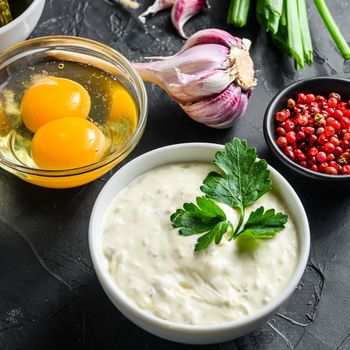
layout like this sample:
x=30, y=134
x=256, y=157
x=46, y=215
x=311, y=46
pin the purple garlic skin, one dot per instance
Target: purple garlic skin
x=183, y=10
x=211, y=77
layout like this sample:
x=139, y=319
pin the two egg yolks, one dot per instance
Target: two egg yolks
x=55, y=110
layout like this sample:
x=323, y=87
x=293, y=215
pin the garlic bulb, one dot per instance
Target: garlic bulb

________________________

Transcribe each record exactly as it appears, but omit every picture.

layout like this sample:
x=30, y=134
x=256, y=157
x=46, y=215
x=311, y=46
pin the purple garlic skin, one dot per instance
Target: purple garlic skin
x=183, y=10
x=211, y=77
layout like this sample:
x=139, y=319
pin the two egg yolks, one dot per instance
Target: two egg yolks
x=55, y=110
layout like this sample:
x=323, y=87
x=293, y=215
pin the garlic bulb, one dot per instance
Target: garlic bulb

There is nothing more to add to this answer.